__CONSIGNE 1__
Placez toutes les lignes des entrées figurant plus bas dans un tableau Markdown à deux colonnes, « N° » et « Ligne », en omettant les lignes vides. Les images ne doivent pas figurer dans la réponse.
─── EXTRAIT À LIRE ───
La concurrence est en marche

Bien qu’ils soient encore étroits, les marchés africains intéressent un nombre croissant de revendeurs. Un nouveau paysage économique se dessine, que l’avènement des voitures à bas prix pourrait bientôt bouleverser.

Publié le 9 octobre 2007 Lecture : 6 minutes.

La nouvelle vient de tomber. En cette rentrée 2007, dans son bureau de la banlieue parisienne, Christian Dagher, directeur général de Soeximex, s’en réjouit : Mitsubishi vient de lui donner le feu vert pour le lancement de La Nigérienne de l’automobile, partenaire de la Soeximex au Niger. Pour ce groupe français de négoce international dont l’un des métiers est la distribution automobile, voilà un développement fort bienvenu. Son partenaire au Cap-Vert vient lui aussi de démarrer ses activités et d’autres devraient le faire bientôt en Sierra Leone et en Guinée-Bissau. Présent depuis plusieurs années via des partenaires locaux en Guinée, au Mali ou encore au Sénégal, détenteur de concessions Mitsubishi et Citroën, Soeximex est l’un des petits concurrents du géant de la distribution automobile en Afrique subsaharienne francophone, CFAO. Un exemple loin d’être isolé : alors que CFAO détient les licences les plus porteuses sur le continent, celles de Peugeot et de Toyota, il doit de plus en plus abandonner ses premières positions au profit de concurrents locaux. La Sénégalaise de l’automobile, partenaire de Soeximex, a ainsi vendu davantage de voitures que lui en 2006 : « Si vous regardez les statistiques mondiales, Toyota est numéro un, loin devant Mitsubishi, et pourtant, au Sénégal, nous sommes les premiers », s’enorgueillit Christian Dagher.
───
__CONSIGNE 2__
Pour chacun des énoncés suivants, dites s'il concorde avec l'extrait à lire, par oui ou par non, en citant à l'identique les mots de l'extrait qui tranchent. (a) Soeximex détient des concessions Mitsubishi et Citroën. (b) CFAO possède les licences Peugeot et Toyota. (c) Le bureau de Christian Dagher se trouve à Dakar.
─── DONNÉES ───
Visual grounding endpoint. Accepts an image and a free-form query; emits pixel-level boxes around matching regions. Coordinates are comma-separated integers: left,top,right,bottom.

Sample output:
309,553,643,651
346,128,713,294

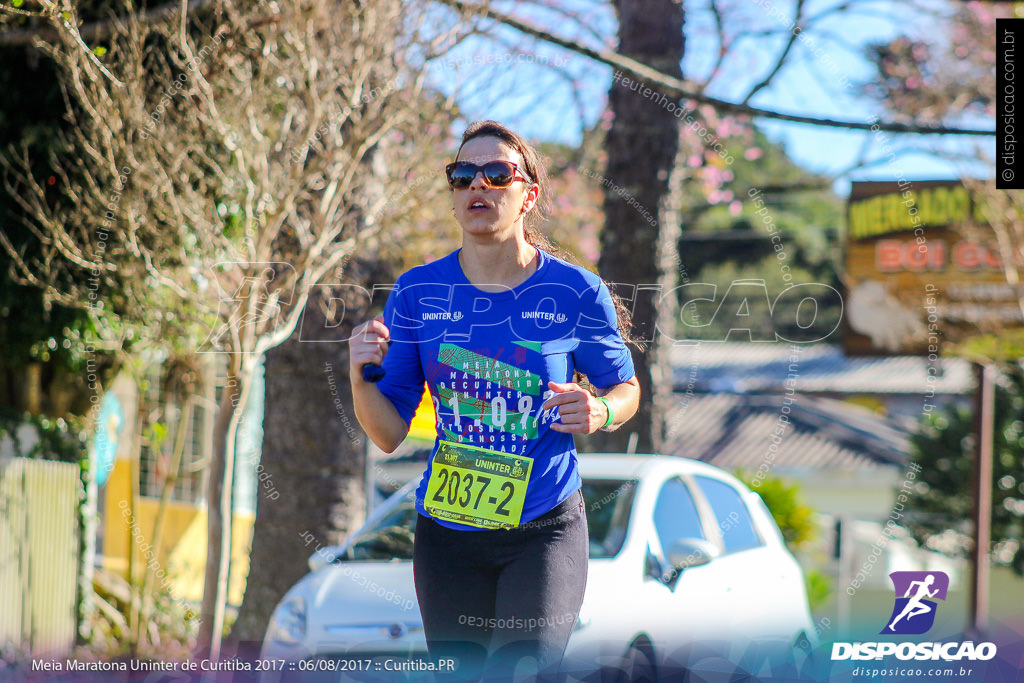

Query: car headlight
───
__RÉPONSE ATTENDUE 1__
| N° | Ligne |
|---|---|
| 1 | Visual grounding endpoint. Accepts an image and a free-form query; emits pixel-level boxes around matching regions. Coordinates are comma-separated integers: left,top,right,bottom. |
| 2 | Sample output: |
| 3 | 309,553,643,651 |
| 4 | 346,128,713,294 |
| 5 | Query: car headlight |

__RÉPONSE ATTENDUE 2__
(a) Oui : « détenteur de concessions Mitsubishi et Citroën ».
(b) Oui : « alors que CFAO détient les licences les plus porteuses sur le continent, celles de Peugeot et de Toyota ».
(c) Non : « dans son bureau de la banlieue parisienne ».